Passage for review -
= = = = = = =

The data we will be using for the rest of the course (and that we’ve been using already!) comes from a 2022 paper titled In-depth characterization of denitrifier communities across different soil ecosystems in the tundra.

The paper looks at microbial communities across 43 mountain tundra sites in Northern Finland. The researchers took soil samples from each site and followed a metagenomic analysis workflow to identify the species present in each one. They also measured environmental information such as elevation, soil moisture and N2O fluxes.

We will be focusing on data from a single heathland site which has two sets of sequencing data available: one long-read (nanopore) and one short-read (illumina). We’ve already taken a look at these data as part of the previous two lessons - they are saved on our cloud instance under nano_fastq and illumina_fastq respectively.

Towards the end of the course we’ll compare some of the data from our site with another site to see how they differ in terms of species composition and diversity.

= = = = = = =

Work item A -
According to the course data overview, how many mountain tundra sites did the paper examine?
Work item B -
From the course data overview, reproduce everything from "The data we" down to "and N2O fluxes.".

= = = = = = =

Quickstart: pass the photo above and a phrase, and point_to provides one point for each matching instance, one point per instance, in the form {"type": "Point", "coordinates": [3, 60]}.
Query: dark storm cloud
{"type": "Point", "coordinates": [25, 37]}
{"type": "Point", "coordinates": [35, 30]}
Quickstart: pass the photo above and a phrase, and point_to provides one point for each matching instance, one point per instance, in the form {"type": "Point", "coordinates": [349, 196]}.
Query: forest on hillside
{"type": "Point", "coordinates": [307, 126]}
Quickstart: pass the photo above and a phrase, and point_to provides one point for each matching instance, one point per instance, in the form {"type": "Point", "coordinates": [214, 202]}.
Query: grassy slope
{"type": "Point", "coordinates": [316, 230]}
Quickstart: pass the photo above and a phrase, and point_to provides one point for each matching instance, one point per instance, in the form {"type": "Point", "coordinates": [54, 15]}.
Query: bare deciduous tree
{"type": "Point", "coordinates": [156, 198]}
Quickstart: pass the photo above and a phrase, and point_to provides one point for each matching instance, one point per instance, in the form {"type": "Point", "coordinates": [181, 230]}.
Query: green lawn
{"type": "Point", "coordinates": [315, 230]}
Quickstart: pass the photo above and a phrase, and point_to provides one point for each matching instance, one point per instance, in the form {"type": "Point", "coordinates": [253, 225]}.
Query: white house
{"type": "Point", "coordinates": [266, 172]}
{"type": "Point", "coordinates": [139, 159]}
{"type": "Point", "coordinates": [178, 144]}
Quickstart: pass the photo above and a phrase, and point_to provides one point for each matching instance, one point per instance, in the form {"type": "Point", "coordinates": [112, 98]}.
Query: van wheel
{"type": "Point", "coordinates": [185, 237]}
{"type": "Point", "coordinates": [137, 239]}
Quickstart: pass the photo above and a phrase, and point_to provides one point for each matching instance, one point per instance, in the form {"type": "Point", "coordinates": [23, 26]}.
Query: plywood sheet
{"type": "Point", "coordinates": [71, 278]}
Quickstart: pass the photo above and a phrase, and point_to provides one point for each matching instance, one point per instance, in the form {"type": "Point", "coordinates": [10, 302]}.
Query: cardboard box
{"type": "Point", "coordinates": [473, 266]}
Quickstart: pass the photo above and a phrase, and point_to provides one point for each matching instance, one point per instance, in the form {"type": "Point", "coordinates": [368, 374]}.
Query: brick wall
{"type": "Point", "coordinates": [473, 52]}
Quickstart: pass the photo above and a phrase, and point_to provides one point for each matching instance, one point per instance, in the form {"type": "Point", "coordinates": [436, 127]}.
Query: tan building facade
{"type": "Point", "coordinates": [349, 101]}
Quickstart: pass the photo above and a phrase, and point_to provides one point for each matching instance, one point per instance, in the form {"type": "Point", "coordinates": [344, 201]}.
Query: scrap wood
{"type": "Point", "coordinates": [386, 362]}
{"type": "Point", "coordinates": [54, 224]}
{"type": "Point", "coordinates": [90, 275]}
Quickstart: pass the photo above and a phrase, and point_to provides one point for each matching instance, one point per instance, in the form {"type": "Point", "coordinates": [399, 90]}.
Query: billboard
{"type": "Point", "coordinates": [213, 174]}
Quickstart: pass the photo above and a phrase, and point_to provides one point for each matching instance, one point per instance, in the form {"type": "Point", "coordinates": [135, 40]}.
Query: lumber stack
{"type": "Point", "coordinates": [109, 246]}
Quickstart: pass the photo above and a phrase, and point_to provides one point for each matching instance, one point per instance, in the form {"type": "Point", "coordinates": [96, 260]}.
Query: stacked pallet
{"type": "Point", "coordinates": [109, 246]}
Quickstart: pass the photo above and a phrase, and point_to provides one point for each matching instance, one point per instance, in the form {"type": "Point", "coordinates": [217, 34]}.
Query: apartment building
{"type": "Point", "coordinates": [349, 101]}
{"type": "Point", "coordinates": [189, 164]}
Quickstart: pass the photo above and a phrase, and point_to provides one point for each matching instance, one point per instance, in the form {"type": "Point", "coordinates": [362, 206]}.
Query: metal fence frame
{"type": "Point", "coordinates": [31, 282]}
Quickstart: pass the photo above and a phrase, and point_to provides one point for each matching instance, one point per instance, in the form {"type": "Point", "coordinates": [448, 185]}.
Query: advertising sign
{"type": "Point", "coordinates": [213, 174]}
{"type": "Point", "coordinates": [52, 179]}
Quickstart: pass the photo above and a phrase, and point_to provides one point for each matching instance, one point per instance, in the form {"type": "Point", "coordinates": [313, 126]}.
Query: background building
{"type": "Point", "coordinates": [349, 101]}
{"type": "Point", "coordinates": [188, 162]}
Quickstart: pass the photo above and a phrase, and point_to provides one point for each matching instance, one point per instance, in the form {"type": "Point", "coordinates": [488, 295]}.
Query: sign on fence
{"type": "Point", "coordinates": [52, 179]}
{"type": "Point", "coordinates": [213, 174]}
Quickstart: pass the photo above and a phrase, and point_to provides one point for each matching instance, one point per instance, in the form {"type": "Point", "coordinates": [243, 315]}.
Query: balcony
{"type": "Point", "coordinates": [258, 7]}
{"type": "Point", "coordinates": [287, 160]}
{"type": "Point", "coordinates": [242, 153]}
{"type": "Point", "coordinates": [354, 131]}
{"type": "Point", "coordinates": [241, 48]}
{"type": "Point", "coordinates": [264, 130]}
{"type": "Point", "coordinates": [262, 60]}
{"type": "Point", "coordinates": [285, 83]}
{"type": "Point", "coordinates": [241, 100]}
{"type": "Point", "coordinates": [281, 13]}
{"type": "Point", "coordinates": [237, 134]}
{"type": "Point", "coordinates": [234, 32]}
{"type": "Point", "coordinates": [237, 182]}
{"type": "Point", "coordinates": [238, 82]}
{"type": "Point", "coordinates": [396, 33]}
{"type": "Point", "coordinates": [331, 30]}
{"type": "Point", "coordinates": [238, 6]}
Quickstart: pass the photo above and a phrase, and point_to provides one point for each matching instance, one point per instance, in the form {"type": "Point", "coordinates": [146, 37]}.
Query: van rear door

= = = = = = =

Answer A -
43 sites in Northern Finland

Answer B -
The data we will be using for the rest of the course (and that we’ve been using already!) comes from a 2022 paper titled In-depth characterization of denitrifier communities across different soil ecosystems in the tundra.

The paper looks at microbial communities across 43 mountain tundra sites in Northern Finland. The researchers took soil samples from each site and followed a metagenomic analysis workflow to identify the species present in each one. They also measured environmental information such as elevation, soil moisture and N2O fluxes.